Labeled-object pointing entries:

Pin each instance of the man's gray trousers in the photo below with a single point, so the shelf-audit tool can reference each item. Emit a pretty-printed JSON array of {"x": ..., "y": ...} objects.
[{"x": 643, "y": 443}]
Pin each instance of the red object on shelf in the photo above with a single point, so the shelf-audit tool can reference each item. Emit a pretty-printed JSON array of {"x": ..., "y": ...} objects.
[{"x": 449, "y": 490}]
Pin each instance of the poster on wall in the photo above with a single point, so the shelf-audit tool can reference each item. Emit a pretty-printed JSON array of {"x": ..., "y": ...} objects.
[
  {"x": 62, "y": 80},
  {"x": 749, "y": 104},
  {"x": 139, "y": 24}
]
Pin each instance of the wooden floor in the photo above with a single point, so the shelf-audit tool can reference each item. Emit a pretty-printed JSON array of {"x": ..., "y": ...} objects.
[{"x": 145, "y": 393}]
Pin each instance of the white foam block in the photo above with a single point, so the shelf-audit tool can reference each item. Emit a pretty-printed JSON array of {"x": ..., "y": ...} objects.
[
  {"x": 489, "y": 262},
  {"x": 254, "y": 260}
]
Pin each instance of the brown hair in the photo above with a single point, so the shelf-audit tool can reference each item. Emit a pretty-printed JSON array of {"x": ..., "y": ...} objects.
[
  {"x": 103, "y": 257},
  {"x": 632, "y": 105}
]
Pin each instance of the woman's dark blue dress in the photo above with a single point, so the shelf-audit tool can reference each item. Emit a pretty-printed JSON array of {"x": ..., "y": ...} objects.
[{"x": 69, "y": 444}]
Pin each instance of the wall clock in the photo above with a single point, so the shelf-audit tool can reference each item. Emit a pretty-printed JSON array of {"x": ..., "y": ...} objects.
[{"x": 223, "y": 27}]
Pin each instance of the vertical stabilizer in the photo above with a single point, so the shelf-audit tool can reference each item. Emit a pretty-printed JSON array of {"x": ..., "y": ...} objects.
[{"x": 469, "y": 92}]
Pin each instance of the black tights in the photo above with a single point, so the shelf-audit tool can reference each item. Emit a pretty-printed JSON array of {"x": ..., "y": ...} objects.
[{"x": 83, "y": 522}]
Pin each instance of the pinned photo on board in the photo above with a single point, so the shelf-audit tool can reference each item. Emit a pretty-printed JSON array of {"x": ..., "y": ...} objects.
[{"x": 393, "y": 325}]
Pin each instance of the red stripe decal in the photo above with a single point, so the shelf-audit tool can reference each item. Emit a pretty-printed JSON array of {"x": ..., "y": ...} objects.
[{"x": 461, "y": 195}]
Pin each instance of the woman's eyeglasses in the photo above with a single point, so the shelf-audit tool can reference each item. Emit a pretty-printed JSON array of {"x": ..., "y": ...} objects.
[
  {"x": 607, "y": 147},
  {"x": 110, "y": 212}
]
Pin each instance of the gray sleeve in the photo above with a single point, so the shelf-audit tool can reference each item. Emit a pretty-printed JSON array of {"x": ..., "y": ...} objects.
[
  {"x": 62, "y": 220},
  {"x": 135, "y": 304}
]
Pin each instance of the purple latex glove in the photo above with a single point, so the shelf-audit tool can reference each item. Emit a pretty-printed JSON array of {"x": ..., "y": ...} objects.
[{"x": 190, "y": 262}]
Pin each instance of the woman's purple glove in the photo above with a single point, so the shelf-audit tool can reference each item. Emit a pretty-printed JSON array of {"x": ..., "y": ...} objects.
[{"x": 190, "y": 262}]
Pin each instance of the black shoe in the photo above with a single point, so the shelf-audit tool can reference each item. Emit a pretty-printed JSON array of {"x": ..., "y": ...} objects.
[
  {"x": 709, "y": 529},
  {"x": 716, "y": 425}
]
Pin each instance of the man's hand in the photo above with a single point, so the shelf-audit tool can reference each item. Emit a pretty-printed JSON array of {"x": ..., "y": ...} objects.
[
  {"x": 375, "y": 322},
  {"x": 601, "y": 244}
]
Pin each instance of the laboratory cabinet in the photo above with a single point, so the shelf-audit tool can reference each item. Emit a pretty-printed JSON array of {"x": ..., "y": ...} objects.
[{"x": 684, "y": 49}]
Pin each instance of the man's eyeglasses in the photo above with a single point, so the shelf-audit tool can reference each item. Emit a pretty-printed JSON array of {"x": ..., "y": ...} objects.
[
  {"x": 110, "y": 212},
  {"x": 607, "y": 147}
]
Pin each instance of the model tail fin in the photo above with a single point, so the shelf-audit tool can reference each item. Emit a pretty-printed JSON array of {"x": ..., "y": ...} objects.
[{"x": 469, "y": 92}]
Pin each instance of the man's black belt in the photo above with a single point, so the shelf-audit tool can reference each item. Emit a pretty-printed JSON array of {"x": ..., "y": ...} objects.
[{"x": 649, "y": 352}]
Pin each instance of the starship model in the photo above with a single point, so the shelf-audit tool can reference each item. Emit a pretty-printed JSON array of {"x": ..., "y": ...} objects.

The problem | Write out again, exactly, the lines from the one holding "Pin each instance of the black shoe" through the end of the listing, with both ends included.

Exercise response |
Pin each instance of the black shoe in the photo above with a single point, so the shelf-audit tool can reference each item. Emit a pretty-printed JSON array of {"x": ..., "y": ...} objects.
[
  {"x": 709, "y": 529},
  {"x": 716, "y": 425}
]
Pin each instance of the man's hand in the photo above with a single point, so the shelf-audit tool can reference each item. Emit a pretty-printed JSON array of {"x": ..., "y": ...} objects.
[
  {"x": 375, "y": 322},
  {"x": 601, "y": 244}
]
Pin each instance of the laboratory cabinet in the photo above with a single point, so the shelf-audit tool can reference each item. Emit a pretty-printed JSON array of {"x": ..., "y": ...} objects.
[{"x": 684, "y": 49}]
Pin each instance of the man's eyeglasses in the photo above with a single point, so the shelf-audit tool can reference each item. Emit a pretty-printed JSON array of {"x": ..., "y": ...} objects.
[
  {"x": 110, "y": 212},
  {"x": 607, "y": 147}
]
Pin each instance of the model tail fin in the photo above with a single point, so the shelf-audit tool can reference each item. Emit a pretty-printed JSON array of {"x": ..., "y": ...} objects.
[{"x": 469, "y": 92}]
Pin each instance of the man's black belt in the photo above with a single point, so the shelf-audit tool can reference each item. Emit a pretty-printed JSON array of {"x": ..., "y": ...} objects.
[{"x": 649, "y": 352}]
Pin each instance of the starship model in the photo above with a single point, so the shelf-audit tool can reference each item. Emit a pretty-printed JSON array of {"x": ..., "y": ...} objects.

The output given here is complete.